EXERCISE PASSAGE:
'''
I think it’s generational. We are seeing a redefining of business and its effect on society. We’ve seen a huge pushback against the financial services sector post-GFC, and I don’t think the community will allow those organisations who are not seen as contributing members of the community to remain standing.
Whether it comes in the form of contributing resources, technology, time or money –organisations need to be active and respect their stakeholders in the wider community. So the consumer gets a vote, the staff get a vote, the stakeholders get a vote. Together, they vote for businesses that are doing great things, as well as providing great goods and running great services.
I could tell you a hundred stories of people who are still with me in my heart, some of whom we couldn’t save, and some of whom we have. Audette Exel
The light bulb moment
This isn’t always easy. About twelve months ago, I was getting a bit overwhelmed by the responsibility of it all. There is a huge responsibility in setting up an organisation like this. You’re intervening in the lives of a vulnerable client group.
I was in Uganda, where we’ve supported the development of a modern NICU (Neonatal Intensive Care Unit), and I was having a bad day. I felt it was all enormous, and too much, and I felt like I wasn’t doing enough, that we weren’t doing enough. How was I going to keep it going? I paced and worried all night, and as the sun was coming up, I suddenly knew what I had to do.
I went into the NICU, and that morning there were thirty-five babies – including five sets of twins – in there. I walked around chatting to all the nurses and mothers. They all know me because I’ve been in and out for seventeen years.
I walked around the unit and I thought, ‘You know what, every single one of these kids is alive because of this team – because of Adara and the amazing partnership with the hospital.’ I knew, then, that I could do it again. I could go on another day because I could see what we were doing, how we were making a difference in the world. The visit to NICU became the way I started and ended my days in Uganda.
The early turning point
The inspiration for the NICU project came about because, during a visit to Uganda, I met a woman with a jaundiced baby, and everyone was so afraid the baby would die. All she could do was put the baby on the window sill so it could soak up the sunlight – and hope.
I saw that baby die from jaundice, despite all the nurses working so desperately to save it. It died for lack of a phototherapy machine and its radiant heat. Jaundice is not in any way a life-threatening condition in the West. I’ll never forget that baby.
I could tell you a hundred stories of people who are still with me in my heart, some of whom we couldn’t save, and some of whom we have.
So, seventeen years on when I was feeling overwhelmed by the responsibility I just had to go back to the source, back to the purpose of why we do what we do. And it was there in the NICU that I had a first-hand perspective into the purpose of the business. For all the ups and downs, for all those overwhelming moments, all I need to do is touch the work and it just fills me up. That’s the amazing thing about running a business for purpose. You get to see the purpose. It’s not abstract. It’s real.
Audette Exel was the youngest woman worldwide to sit as the Managing Director and head of the Bermuda Commercial Bank. She was thirty at the time. In 1998, she founded the ISIS Group, now called the Adara Group, a unique model of business/non-profit partnership. These days, she personally heads the corporate finance arm of the organisation, which funds its development arm and provides support for communities living in poverty across the world.
'''
DATA FOR REVIEW:
'''
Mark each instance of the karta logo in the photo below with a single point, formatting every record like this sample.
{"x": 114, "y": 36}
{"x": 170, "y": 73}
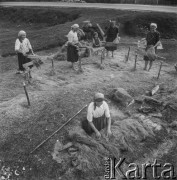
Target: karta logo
{"x": 114, "y": 169}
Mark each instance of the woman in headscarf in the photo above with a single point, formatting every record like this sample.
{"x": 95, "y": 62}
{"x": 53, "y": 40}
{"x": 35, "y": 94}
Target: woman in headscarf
{"x": 72, "y": 45}
{"x": 111, "y": 34}
{"x": 98, "y": 116}
{"x": 153, "y": 40}
{"x": 23, "y": 48}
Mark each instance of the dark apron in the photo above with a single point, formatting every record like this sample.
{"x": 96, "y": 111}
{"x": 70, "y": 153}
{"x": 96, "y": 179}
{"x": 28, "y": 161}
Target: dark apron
{"x": 72, "y": 53}
{"x": 100, "y": 123}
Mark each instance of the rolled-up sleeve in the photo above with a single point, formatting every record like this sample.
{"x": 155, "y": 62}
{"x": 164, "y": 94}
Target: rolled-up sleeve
{"x": 17, "y": 45}
{"x": 90, "y": 113}
{"x": 107, "y": 112}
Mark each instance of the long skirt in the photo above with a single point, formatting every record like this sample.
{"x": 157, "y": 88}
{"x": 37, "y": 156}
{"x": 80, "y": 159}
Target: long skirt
{"x": 100, "y": 123}
{"x": 23, "y": 60}
{"x": 72, "y": 53}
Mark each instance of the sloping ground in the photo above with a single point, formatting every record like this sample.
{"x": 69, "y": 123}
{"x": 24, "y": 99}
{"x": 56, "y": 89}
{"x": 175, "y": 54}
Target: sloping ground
{"x": 46, "y": 33}
{"x": 55, "y": 98}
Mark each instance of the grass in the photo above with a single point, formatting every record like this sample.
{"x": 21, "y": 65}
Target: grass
{"x": 49, "y": 32}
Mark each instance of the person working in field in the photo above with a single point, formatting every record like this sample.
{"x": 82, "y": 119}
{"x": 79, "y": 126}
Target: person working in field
{"x": 98, "y": 116}
{"x": 111, "y": 34}
{"x": 23, "y": 48}
{"x": 72, "y": 45}
{"x": 153, "y": 40}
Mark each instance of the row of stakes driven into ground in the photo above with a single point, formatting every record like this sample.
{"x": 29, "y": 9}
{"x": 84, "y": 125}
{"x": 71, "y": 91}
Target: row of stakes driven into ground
{"x": 37, "y": 61}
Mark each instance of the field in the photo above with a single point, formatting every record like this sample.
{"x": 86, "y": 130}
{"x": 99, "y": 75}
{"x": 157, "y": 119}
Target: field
{"x": 55, "y": 97}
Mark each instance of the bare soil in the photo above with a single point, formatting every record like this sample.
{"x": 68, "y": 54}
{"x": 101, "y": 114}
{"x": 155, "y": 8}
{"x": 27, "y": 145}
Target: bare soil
{"x": 56, "y": 97}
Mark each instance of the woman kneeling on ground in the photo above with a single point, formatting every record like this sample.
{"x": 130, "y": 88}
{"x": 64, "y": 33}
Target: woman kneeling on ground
{"x": 98, "y": 116}
{"x": 153, "y": 40}
{"x": 23, "y": 48}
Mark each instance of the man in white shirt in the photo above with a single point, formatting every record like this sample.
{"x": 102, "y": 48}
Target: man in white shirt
{"x": 73, "y": 45}
{"x": 22, "y": 48}
{"x": 98, "y": 116}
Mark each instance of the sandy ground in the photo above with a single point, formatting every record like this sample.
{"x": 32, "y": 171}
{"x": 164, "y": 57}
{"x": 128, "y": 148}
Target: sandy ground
{"x": 56, "y": 97}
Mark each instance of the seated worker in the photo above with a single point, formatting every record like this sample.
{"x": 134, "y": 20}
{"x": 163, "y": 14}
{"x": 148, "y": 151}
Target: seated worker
{"x": 23, "y": 48}
{"x": 98, "y": 116}
{"x": 96, "y": 40}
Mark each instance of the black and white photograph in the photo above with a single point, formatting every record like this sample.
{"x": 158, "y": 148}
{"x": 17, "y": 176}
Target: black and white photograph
{"x": 88, "y": 89}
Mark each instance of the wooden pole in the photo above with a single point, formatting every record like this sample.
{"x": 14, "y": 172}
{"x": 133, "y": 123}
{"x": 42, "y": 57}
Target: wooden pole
{"x": 57, "y": 130}
{"x": 159, "y": 70}
{"x": 128, "y": 54}
{"x": 24, "y": 85}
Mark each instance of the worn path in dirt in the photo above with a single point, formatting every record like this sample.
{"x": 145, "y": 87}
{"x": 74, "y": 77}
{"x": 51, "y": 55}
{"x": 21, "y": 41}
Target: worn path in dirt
{"x": 168, "y": 9}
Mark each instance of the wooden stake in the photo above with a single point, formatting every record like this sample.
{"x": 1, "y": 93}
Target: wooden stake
{"x": 58, "y": 130}
{"x": 128, "y": 55}
{"x": 159, "y": 70}
{"x": 24, "y": 85}
{"x": 136, "y": 55}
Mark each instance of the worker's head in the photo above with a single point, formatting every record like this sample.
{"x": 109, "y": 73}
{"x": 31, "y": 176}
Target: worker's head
{"x": 153, "y": 27}
{"x": 22, "y": 35}
{"x": 98, "y": 99}
{"x": 95, "y": 34}
{"x": 75, "y": 27}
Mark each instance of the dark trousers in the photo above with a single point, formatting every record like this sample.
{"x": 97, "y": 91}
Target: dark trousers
{"x": 100, "y": 123}
{"x": 22, "y": 60}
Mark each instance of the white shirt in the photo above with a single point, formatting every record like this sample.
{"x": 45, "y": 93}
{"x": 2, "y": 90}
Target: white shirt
{"x": 72, "y": 36}
{"x": 98, "y": 112}
{"x": 23, "y": 46}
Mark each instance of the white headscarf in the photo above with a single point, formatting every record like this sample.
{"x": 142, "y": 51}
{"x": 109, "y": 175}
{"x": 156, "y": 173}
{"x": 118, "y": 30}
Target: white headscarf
{"x": 21, "y": 33}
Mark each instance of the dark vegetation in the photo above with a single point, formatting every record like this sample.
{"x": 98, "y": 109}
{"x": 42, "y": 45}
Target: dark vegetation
{"x": 46, "y": 27}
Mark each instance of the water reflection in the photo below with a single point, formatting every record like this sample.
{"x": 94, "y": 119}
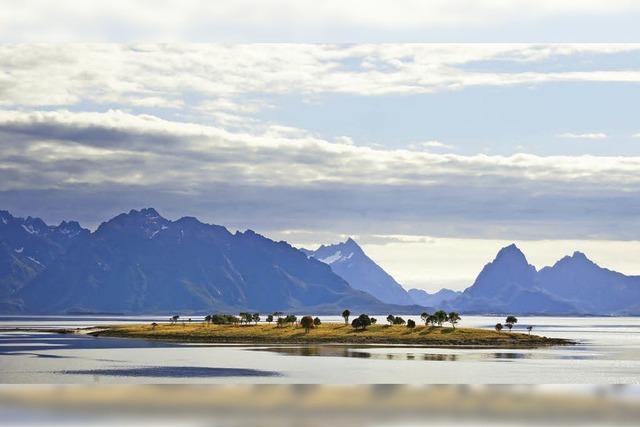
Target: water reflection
{"x": 417, "y": 354}
{"x": 345, "y": 351}
{"x": 175, "y": 372}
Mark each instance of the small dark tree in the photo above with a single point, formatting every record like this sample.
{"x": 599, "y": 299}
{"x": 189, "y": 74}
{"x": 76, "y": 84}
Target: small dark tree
{"x": 290, "y": 319}
{"x": 356, "y": 323}
{"x": 345, "y": 315}
{"x": 425, "y": 317}
{"x": 365, "y": 321}
{"x": 307, "y": 323}
{"x": 454, "y": 318}
{"x": 398, "y": 320}
{"x": 441, "y": 317}
{"x": 431, "y": 319}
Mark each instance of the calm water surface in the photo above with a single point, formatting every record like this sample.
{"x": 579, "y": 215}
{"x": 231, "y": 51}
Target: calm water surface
{"x": 608, "y": 352}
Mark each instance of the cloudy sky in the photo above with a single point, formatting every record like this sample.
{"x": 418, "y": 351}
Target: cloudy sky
{"x": 433, "y": 156}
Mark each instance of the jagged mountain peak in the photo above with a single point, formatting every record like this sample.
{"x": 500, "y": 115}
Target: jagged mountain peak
{"x": 146, "y": 222}
{"x": 577, "y": 258}
{"x": 349, "y": 261}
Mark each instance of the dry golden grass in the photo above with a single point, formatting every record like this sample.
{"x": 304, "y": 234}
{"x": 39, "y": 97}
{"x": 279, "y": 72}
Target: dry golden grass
{"x": 329, "y": 333}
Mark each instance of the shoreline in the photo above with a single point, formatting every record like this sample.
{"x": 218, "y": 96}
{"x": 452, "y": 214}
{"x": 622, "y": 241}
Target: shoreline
{"x": 336, "y": 334}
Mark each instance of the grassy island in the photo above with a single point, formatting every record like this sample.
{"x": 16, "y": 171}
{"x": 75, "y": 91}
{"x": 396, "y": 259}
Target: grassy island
{"x": 329, "y": 333}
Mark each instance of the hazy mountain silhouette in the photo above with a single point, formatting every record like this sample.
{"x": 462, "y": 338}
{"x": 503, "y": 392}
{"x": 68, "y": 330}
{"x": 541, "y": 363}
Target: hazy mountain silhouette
{"x": 591, "y": 288}
{"x": 27, "y": 247}
{"x": 348, "y": 260}
{"x": 508, "y": 285}
{"x": 436, "y": 299}
{"x": 140, "y": 262}
{"x": 573, "y": 285}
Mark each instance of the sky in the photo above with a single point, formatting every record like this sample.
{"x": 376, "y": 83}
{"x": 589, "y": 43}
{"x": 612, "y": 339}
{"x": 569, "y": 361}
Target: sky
{"x": 432, "y": 155}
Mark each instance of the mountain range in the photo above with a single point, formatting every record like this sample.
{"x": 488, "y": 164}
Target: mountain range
{"x": 140, "y": 262}
{"x": 349, "y": 261}
{"x": 573, "y": 285}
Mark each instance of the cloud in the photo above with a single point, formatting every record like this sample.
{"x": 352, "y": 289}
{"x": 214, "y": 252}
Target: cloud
{"x": 426, "y": 145}
{"x": 285, "y": 178}
{"x": 235, "y": 79}
{"x": 296, "y": 20}
{"x": 592, "y": 135}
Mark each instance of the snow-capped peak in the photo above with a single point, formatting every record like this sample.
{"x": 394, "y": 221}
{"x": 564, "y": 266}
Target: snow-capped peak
{"x": 336, "y": 257}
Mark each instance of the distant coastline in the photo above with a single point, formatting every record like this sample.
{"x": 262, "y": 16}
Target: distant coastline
{"x": 334, "y": 333}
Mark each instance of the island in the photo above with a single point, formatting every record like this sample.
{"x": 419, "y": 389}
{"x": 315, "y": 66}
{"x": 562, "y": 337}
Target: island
{"x": 327, "y": 333}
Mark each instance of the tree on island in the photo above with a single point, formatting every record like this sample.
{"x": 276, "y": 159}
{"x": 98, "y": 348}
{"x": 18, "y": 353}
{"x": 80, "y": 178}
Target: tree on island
{"x": 453, "y": 318}
{"x": 440, "y": 316}
{"x": 398, "y": 320}
{"x": 431, "y": 319}
{"x": 307, "y": 323}
{"x": 361, "y": 322}
{"x": 425, "y": 317}
{"x": 510, "y": 321}
{"x": 291, "y": 319}
{"x": 345, "y": 315}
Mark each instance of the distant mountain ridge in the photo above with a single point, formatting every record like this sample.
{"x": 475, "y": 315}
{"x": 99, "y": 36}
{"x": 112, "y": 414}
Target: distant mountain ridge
{"x": 140, "y": 262}
{"x": 348, "y": 260}
{"x": 436, "y": 299}
{"x": 27, "y": 247}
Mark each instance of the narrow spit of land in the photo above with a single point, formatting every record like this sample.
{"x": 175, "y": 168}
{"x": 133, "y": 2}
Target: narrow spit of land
{"x": 329, "y": 334}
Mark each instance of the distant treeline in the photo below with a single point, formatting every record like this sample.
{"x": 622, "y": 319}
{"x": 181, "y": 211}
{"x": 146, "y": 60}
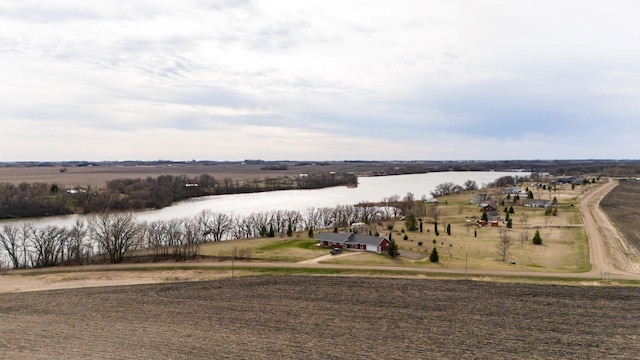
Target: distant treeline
{"x": 39, "y": 199}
'''
BRIEF 1:
Please rewrite the paragraph of the Audette Exel text that begins "Audette Exel was the youngest" as a short bulleted list, keeping its main facts.
BRIEF 2:
Answer these from the Audette Exel text, one line each:
(a) How many babies were in the NICU the morning she walked through it?
(b) Where did the woman with the jaundiced baby put her child?
(c) In what year was the ISIS Group founded?
BRIEF 3:
Reproduce word for word the part of the Audette Exel text that starts at the words "The early turning" and stops after "sunlight – and hope.".
None of the work here needs the records.

TASK RESULT 1:
- She was the youngest woman worldwide to be Managing Director and head of the Bermuda Commercial Bank, at age thirty.
- In 1998 she founded the ISIS Group, now the Adara Group, a unique business/non-profit partnership model.
- She personally heads its corporate finance arm, which funds the development arm and supports communities living in poverty across the world.

TASK RESULT 2:
(a) Thirty-five, including five sets of twins.
(b) On the window sill, so it could soak up the sunlight.
(c) 1998.

TASK RESULT 3:
The early turning point
The inspiration for the NICU project came about because, during a visit to Uganda, I met a woman with a jaundiced baby, and everyone was so afraid the baby would die. All she could do was put the baby on the window sill so it could soak up the sunlight – and hope.